◆ **AUFGABE**: Kopiere aus dem Textauszug über Bolle und den Alltag wortgetreu alles von „Auch sind Wendungen“ bis hinunter zu „ist eines davon.“.

◆ **TEXTAUSZUG**:
»»

Auch sind Wendungen wie „unser Alltag“ (als womöglich lieb gemeinter Pluralis communitatis bzw. Gemeinschaftsplural) rein stilistisch natürlich immer etwas bedenklich. Bei Bolle jedenfalls regt sich da sofort ein gewisser Reaktanz-Reflex. Das äußert sich so, daß er ganz humorlos meint: Mich wollt ihr damit ja wohl nicht meinen. Laßt mich doch mit Eurem Alltag in Frieden. Macht das bitteschön mit Euch selber aus. Von manchen Konzepten nämlich hält sich Bolle tunlichst fern. Und Alltag ist eines davon.

««

◆ **DATENAUSZÜGE**:
»»

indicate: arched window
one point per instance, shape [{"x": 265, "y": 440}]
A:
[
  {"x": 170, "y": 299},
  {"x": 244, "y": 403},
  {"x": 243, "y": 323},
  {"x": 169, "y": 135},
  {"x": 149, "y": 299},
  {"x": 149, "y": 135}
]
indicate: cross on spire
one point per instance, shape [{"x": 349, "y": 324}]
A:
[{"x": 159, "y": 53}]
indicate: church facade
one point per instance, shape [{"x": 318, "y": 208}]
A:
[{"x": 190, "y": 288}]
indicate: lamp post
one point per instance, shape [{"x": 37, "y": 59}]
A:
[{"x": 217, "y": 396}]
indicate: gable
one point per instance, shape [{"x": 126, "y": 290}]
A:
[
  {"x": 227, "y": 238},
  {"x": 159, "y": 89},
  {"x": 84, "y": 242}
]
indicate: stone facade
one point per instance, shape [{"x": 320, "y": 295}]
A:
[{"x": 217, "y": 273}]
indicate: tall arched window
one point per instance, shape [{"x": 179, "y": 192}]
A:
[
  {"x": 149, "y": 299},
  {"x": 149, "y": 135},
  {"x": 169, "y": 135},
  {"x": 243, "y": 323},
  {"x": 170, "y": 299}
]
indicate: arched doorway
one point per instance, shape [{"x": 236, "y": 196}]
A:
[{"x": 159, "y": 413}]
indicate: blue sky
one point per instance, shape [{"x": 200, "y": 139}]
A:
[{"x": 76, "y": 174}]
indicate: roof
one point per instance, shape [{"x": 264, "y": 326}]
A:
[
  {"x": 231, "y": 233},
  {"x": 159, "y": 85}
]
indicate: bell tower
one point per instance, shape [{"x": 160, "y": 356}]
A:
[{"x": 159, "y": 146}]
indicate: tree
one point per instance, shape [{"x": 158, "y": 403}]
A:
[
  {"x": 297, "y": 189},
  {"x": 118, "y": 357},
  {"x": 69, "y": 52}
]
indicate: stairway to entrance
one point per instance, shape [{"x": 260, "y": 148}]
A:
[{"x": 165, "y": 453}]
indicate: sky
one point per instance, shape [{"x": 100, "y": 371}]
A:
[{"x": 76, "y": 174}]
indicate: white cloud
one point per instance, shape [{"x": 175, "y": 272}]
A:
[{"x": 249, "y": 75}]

««

◆ **SCHRIFTLICHE ANTWORT**:
Auch sind Wendungen wie „unser Alltag“ (als womöglich lieb gemeinter Pluralis communitatis bzw. Gemeinschaftsplural) rein stilistisch natürlich immer etwas bedenklich. Bei Bolle jedenfalls regt sich da sofort ein gewisser Reaktanz-Reflex. Das äußert sich so, daß er ganz humorlos meint: Mich wollt ihr damit ja wohl nicht meinen. Laßt mich doch mit Eurem Alltag in Frieden. Macht das bitteschön mit Euch selber aus. Von manchen Konzepten nämlich hält sich Bolle tunlichst fern. Und Alltag ist eines davon.